> [PROVIDED PASSAGE]:
- - - - -

SECURITIES AND EXCHANGE COMMISSION

Washington, D.C. 20549

 

Form 8-K

 

CURRENT REPORT  

Pursuant to Section 13 or 15(d) of the Securities Exchange Act of 1934

 

June 19, 2022

Date of Report (Date of earliest event reported)

 

MOUNT RAINIER ACQUISITION CORP.

(Exact name of registrant as specified in its charter)

 

Delaware   001-40870   86-2029991
(State or other jurisdiction
of incorporation) 
  (Commission File Number)    (I.R.S. Employer
Identification No.) 

 

256 W. 38th Street, 15th Floor

New York, NY

  10018
(Address of Principal Executive Offices)    Zip Code

 

Registrant’s telephone number, including area code: (212) 785-4680

 

N/A

(Former name or former address, if changed since last report)

- - - - -

From the Form 8-K cover page, list each item of information the form gives about the registrant, with the label it appears under. Work only from the text shown here.

[Collection entries]
- - - - -

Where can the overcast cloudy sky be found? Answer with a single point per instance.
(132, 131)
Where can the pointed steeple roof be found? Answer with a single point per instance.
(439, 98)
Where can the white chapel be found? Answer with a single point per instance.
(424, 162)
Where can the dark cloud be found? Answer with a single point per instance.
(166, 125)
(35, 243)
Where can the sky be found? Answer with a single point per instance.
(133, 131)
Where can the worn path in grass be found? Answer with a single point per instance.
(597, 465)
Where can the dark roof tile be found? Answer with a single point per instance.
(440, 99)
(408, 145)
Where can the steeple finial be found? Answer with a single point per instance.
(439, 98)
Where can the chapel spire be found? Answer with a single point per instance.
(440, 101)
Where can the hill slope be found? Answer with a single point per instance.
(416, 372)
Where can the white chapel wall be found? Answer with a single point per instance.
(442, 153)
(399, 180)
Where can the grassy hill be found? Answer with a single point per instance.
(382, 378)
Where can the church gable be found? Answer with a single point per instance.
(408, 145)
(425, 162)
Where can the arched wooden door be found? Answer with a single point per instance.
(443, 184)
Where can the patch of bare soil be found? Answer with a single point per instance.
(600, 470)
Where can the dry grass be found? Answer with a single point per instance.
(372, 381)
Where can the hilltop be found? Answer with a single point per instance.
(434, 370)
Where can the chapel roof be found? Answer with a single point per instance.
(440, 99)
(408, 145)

- - - - -

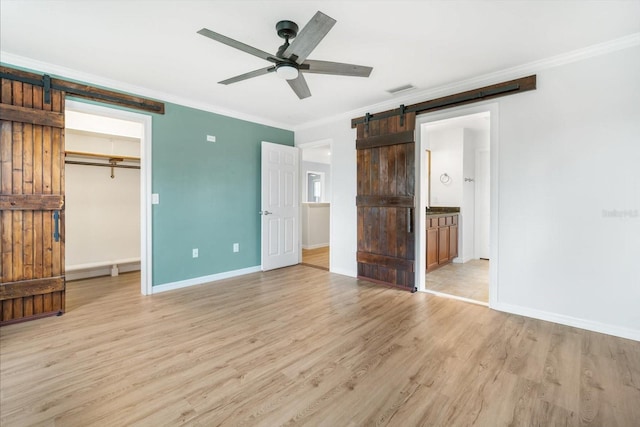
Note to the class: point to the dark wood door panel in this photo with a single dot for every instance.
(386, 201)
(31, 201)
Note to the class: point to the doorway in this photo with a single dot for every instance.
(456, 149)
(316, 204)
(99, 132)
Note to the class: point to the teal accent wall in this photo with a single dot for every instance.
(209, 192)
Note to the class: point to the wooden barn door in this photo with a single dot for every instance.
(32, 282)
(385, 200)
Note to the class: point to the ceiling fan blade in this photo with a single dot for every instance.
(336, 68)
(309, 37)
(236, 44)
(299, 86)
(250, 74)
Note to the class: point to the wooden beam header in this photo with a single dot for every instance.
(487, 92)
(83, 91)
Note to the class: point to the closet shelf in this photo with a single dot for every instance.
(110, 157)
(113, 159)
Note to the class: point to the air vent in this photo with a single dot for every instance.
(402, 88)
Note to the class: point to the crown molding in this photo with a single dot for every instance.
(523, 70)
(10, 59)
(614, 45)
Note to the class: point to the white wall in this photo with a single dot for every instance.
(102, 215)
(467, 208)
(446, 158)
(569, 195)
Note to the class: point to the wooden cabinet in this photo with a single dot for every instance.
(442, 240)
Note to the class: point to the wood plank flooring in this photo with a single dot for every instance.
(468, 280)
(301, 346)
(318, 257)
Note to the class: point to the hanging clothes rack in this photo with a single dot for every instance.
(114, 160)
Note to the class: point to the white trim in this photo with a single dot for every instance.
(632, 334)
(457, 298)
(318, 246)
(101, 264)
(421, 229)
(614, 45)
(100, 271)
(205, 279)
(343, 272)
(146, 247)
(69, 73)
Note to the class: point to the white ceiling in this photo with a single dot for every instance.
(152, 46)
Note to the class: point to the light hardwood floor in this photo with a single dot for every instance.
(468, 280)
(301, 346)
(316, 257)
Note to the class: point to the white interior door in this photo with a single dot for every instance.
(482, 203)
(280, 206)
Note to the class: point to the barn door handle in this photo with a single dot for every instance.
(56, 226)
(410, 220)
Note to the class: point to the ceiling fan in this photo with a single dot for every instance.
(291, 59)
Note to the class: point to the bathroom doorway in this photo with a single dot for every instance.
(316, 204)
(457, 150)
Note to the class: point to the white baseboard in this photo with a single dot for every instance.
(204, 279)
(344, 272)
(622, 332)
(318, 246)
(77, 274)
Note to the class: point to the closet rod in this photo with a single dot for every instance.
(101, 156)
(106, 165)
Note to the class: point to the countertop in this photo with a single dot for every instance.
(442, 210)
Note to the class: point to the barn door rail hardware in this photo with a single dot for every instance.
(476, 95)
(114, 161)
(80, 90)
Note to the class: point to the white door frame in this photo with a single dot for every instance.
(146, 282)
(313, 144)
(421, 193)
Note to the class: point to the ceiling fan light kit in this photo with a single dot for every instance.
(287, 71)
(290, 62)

- - - - -

> [SOLUTION]:
- Exact name of registrant as specified in its charter: MOUNT RAINIER ACQUISITION CORP.
- State or other jurisdiction of incorporation: Delaware
- Commission File Number: 001-40870
- I.R.S. Employer Identification No.: 86-2029991
- Address of Principal Executive Offices: 256 W. 38th Street, 15th Floor, New York, NY 10018
- Registrant's telephone number, including area code: (212) 785-4680
- Former name or former address, if changed since last report: N/A